WHAT TO DO —
All entries are to be copied exactly, with pictures removed.

PROVIDED RECORDS —
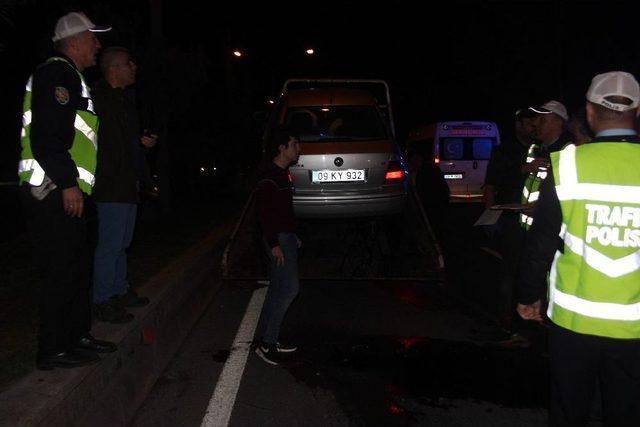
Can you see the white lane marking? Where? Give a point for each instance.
(224, 396)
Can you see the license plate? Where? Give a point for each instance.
(453, 175)
(346, 175)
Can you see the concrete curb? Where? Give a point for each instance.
(110, 392)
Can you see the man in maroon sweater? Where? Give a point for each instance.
(275, 211)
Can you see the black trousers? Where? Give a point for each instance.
(60, 251)
(577, 362)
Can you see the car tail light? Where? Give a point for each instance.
(395, 171)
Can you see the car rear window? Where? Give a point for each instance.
(335, 123)
(466, 148)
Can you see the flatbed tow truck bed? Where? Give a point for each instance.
(397, 247)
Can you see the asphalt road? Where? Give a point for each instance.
(371, 353)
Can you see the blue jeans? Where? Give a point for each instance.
(283, 288)
(116, 222)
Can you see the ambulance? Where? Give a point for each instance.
(462, 150)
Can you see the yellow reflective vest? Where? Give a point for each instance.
(83, 150)
(594, 282)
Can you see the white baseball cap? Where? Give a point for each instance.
(75, 23)
(552, 106)
(614, 83)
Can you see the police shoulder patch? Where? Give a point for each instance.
(62, 95)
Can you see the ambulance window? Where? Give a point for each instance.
(453, 148)
(481, 148)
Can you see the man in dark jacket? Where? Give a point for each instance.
(56, 168)
(118, 172)
(275, 211)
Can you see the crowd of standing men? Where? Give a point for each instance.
(60, 164)
(577, 222)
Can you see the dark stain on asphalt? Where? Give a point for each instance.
(400, 378)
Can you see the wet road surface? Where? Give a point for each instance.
(370, 354)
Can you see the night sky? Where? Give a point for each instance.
(464, 61)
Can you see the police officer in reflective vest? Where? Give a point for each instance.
(587, 230)
(552, 137)
(57, 165)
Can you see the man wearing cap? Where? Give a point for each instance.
(587, 231)
(56, 168)
(503, 185)
(551, 134)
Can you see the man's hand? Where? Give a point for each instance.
(529, 208)
(276, 251)
(149, 140)
(531, 311)
(72, 201)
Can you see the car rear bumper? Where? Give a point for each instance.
(348, 207)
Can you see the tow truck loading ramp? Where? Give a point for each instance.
(397, 247)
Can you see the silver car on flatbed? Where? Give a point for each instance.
(350, 165)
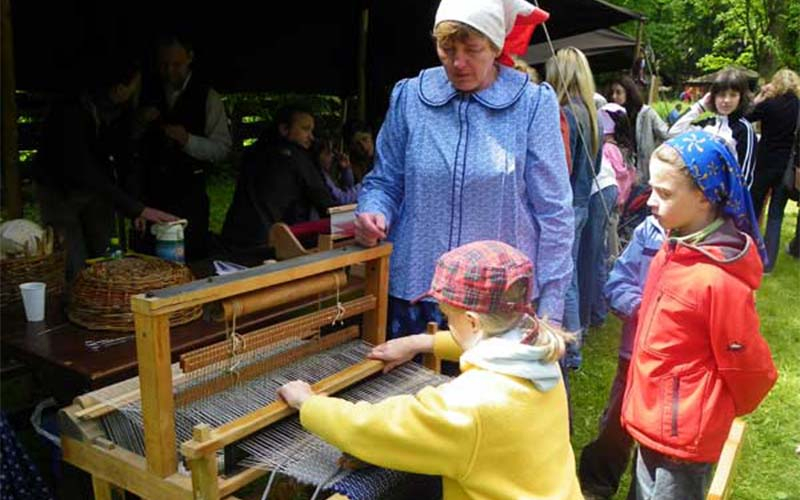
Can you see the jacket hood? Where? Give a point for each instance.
(728, 247)
(505, 354)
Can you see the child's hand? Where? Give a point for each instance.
(370, 228)
(295, 393)
(398, 351)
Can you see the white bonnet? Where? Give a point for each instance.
(493, 18)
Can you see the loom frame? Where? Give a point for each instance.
(155, 475)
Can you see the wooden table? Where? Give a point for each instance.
(55, 348)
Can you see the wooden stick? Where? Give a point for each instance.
(430, 360)
(723, 476)
(300, 327)
(272, 363)
(282, 294)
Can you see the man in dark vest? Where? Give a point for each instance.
(84, 163)
(186, 130)
(279, 182)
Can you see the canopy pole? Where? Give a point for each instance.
(8, 141)
(362, 65)
(638, 50)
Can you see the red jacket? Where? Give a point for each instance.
(698, 358)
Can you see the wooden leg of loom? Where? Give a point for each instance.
(374, 330)
(204, 469)
(430, 361)
(103, 490)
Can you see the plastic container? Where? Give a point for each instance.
(33, 300)
(114, 249)
(169, 240)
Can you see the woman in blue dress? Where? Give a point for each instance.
(469, 151)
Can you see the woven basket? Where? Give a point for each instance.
(101, 296)
(47, 268)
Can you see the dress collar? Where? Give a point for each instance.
(436, 90)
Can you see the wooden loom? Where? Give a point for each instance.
(155, 475)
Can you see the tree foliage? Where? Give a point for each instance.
(698, 36)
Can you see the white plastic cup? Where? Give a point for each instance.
(33, 300)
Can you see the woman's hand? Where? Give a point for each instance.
(400, 350)
(154, 215)
(295, 393)
(370, 228)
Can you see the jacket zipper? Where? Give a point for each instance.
(652, 317)
(461, 137)
(676, 387)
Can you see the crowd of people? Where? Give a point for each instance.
(501, 197)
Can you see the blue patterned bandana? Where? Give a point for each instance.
(717, 173)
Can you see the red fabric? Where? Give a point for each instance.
(520, 37)
(698, 359)
(311, 228)
(474, 276)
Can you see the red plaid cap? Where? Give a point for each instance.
(475, 276)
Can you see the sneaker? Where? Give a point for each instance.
(795, 255)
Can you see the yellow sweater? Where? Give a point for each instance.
(489, 435)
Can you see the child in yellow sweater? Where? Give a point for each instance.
(500, 429)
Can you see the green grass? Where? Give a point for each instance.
(768, 468)
(220, 186)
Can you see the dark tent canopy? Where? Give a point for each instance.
(606, 49)
(305, 47)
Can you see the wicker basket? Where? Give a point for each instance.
(101, 296)
(46, 268)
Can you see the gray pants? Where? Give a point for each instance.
(83, 220)
(659, 477)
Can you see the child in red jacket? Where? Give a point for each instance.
(698, 358)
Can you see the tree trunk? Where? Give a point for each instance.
(12, 188)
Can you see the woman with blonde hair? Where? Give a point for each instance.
(777, 109)
(569, 73)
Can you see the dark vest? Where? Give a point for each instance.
(167, 165)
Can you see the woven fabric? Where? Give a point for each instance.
(475, 276)
(374, 482)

ANSWER —
Can you see the white lane marking? Where? Give a point for each instance.
(224, 396)
Can you see the license plate? Where? Give a point for each instance.
(453, 175)
(346, 175)
Can you see the concrete curb? Where? Give a point for each instance.
(110, 392)
Can you see the man in maroon sweater? Where? Give a point for each instance.
(275, 211)
Can you see the black trousers? Where? Give a point for each instance.
(60, 251)
(577, 362)
Can you see the car tail light? Where? Give a point for each instance.
(395, 171)
Can you see the car rear window? Where? Give a point for each instance.
(335, 123)
(466, 148)
Can you see the flatbed tow truck bed? Where? Give a point for each instance.
(397, 247)
Can you see the asphalt road? Where? Give a point for each instance.
(371, 353)
Can you see the blue jeans? Where? Give a point for each instance.
(283, 288)
(116, 222)
Can you see the ambulance? Where? Give a point for each instance.
(462, 150)
Can you see the yellow reflective vest? Where? Give a point for each instance.
(83, 150)
(594, 282)
Can you see the white baseball cap? Where? Give a point for each instance.
(75, 23)
(552, 106)
(614, 83)
Can you see the police shoulder patch? Where? Give a point for each instance.
(62, 95)
Can you see the ambulance window? Where? Give a point for each instance.
(453, 148)
(481, 148)
Can you see the man in dark jacket? Where? Give a point for each instance.
(56, 168)
(118, 172)
(275, 211)
Can you see the crowd of standing men? Where? Give a point for each instance.
(60, 164)
(577, 222)
Can you see the dark stain on asphalt? Where? Give a point for each instance.
(400, 378)
Can you see the wet road surface? Where? Give a point for each instance.
(370, 354)
Can you see the night sky? Where? Give a point for each instance.
(464, 61)
Can you see the police officer in reflective vest? Where? Give a point for each instance.
(587, 230)
(552, 137)
(57, 165)
Can you see the man wearing cap? Where? Give a point for each instance.
(587, 231)
(56, 168)
(503, 185)
(551, 134)
Can you see the man's hand? Where? Give a point for each instance.
(529, 208)
(276, 251)
(149, 140)
(531, 311)
(72, 201)
Can you see the car rear bumper? Where? Give a point for each instance.
(348, 207)
Can you see the tow truck loading ramp? Where? Give a point for each instance.
(397, 247)
Can you see the silver car on flatbed? Where? Give a point for each instance.
(350, 165)
Can you see the jacket hood? Where? Give a point for each instance.
(728, 247)
(505, 354)
Can you see the child's hand? Where? Give a point for each instance.
(370, 228)
(295, 393)
(398, 351)
Can you see the white bonnet? Where? Give a point for each instance.
(493, 18)
Can you see the loom frame? Where? Give a point for each instance.
(155, 475)
Can you see the wooden table? Where? Give a point for each instance.
(55, 348)
Can you see the wooden stick? Where? Give a point for each instance.
(430, 360)
(723, 476)
(300, 327)
(272, 363)
(282, 294)
Can you see the man in dark vest? Where? Give a point for each instance.
(84, 163)
(186, 130)
(279, 182)
Can you see the canopy pole? Where? Give a point for each instance.
(8, 141)
(362, 65)
(638, 50)
Can you see the red jacket? Where? Give a point for each instance.
(698, 358)
Can you see the wooden leg of loom? Where? Give a point for each instance.
(374, 330)
(204, 469)
(430, 361)
(103, 490)
Can you see the plastic container? Where? Give a point for each instance.
(33, 300)
(114, 249)
(169, 240)
Can you see the woman in blue dress? Where? Give a point for each instance.
(469, 151)
Can you see the woven basket? Where? Give a point for each instance.
(101, 296)
(47, 268)
Can you see the dress collar? Where? Give a point for each instance.
(436, 90)
Can you see the wooden loom? Where? Give a point for each instance.
(155, 475)
Can you see the tree foliage? Where? Give a point for each instance.
(698, 36)
Can you see the white plastic cup? Where? Give a point for each instance.
(33, 300)
Can you see the woman's hand? Where? Give a point for each instance.
(400, 350)
(154, 215)
(295, 393)
(370, 228)
Can you see the jacket zipper? Where? Give a point for each instance.
(652, 317)
(461, 137)
(676, 387)
Can you see the crowd of people? Where? Give a point for each instance.
(501, 197)
Can you see the blue patterned bandana? Where? Give a point for each instance.
(717, 173)
Can you see the red fabric? Where? Give a point for each instance.
(520, 37)
(698, 359)
(311, 228)
(474, 276)
Can you see the red plaid cap? Where? Give a point for each instance.
(475, 276)
Can you see the sneaker? Where? Give a point for each instance.
(795, 255)
Can you see the yellow sweater? Where? Give a point for each instance.
(489, 435)
Can you see the child in yellow sweater? Where? Give a point for each instance.
(500, 429)
Can you see the green grass? Where? Give a point for each instance.
(768, 468)
(220, 186)
Can you see the dark tent canopy? Where? Give a point for each instance.
(606, 49)
(305, 47)
Can you see the wicker basket? Where? Give a point for each instance.
(101, 296)
(46, 268)
Can you see the gray pants? Where? Give a point for each instance.
(83, 220)
(659, 477)
Can you see the child in red jacket? Where? Give a point for each instance.
(698, 358)
Can you see the tree trunk? Where? Give a point for each instance.
(12, 188)
Can you see the woman with blonde hair? Where? Give a point for each instance.
(777, 109)
(569, 73)
Can you see the dark vest? Where? Give a point for each instance.
(167, 165)
Can you see the woven fabric? Where? Give a point for each instance.
(475, 276)
(374, 482)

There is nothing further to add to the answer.